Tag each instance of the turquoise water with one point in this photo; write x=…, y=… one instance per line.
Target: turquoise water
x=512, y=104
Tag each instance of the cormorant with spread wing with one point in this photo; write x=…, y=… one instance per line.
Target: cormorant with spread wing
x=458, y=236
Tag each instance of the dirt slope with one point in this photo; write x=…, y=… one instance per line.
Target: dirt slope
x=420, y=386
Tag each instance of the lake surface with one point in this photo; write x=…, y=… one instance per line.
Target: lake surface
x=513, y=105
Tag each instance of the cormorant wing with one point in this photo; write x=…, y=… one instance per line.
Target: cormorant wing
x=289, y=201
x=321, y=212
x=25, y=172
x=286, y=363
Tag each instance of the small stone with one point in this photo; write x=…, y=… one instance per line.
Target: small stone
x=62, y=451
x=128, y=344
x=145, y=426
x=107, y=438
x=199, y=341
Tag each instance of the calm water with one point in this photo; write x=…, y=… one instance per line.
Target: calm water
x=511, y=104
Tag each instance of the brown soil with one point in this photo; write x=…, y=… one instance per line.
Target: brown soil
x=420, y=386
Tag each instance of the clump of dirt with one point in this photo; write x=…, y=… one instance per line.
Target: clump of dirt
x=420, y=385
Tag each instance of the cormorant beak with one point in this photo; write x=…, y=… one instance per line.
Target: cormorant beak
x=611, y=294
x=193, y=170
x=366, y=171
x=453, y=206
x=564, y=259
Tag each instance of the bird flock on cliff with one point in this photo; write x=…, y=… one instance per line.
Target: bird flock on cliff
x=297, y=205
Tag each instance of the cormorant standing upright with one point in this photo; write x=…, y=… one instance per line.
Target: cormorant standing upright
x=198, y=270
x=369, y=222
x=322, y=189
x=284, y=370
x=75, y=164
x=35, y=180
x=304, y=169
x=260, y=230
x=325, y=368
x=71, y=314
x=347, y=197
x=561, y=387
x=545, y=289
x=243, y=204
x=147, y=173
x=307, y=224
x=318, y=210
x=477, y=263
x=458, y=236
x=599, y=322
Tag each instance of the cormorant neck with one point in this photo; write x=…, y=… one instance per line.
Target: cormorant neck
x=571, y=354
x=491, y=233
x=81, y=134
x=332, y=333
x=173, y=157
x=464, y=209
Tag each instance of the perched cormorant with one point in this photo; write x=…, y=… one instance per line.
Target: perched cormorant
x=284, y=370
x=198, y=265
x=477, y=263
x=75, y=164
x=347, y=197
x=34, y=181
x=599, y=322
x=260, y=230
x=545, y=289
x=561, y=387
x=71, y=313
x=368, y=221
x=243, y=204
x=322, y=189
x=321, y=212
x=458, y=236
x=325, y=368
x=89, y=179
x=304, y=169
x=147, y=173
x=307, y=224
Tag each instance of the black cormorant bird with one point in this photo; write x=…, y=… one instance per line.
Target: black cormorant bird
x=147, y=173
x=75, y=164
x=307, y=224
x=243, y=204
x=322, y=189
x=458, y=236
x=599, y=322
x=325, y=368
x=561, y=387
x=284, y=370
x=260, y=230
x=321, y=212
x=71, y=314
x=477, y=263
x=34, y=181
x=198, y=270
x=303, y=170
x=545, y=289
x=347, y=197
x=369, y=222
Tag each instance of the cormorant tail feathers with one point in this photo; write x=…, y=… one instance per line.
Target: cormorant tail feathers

+++

EXERCISE DIRECTIONS: Only one part of the material above is to be transcribed, namely the lines starting with the line that has "Tag each instance of the calm" and going on through the line that has "Tag each instance of the cormorant standing", exactly as they stand.

TASK OUTPUT:
Tag each instance of the calm water with one point in this photo; write x=…, y=… one instance per line.
Target: calm water
x=511, y=104
Tag each instance of the brown soil with one point in this photo; write x=…, y=… one instance per line.
Target: brown soil
x=420, y=386
Tag each instance of the clump of dirt with one point in this photo; write x=…, y=… one instance per line.
Target: clump of dirt
x=420, y=385
Tag each instance of the cormorant beak with one point in this photo; write x=…, y=… one instance per line.
Target: cormorant beak
x=611, y=294
x=193, y=170
x=366, y=171
x=453, y=206
x=564, y=259
Tag each instance of the bird flock on cliff with one point in this photo; write x=…, y=… one instance per line.
Target: bird flock on cliff
x=297, y=205
Tag each instance of the cormorant standing upright with one point in this photo; write x=…, y=… one instance per line.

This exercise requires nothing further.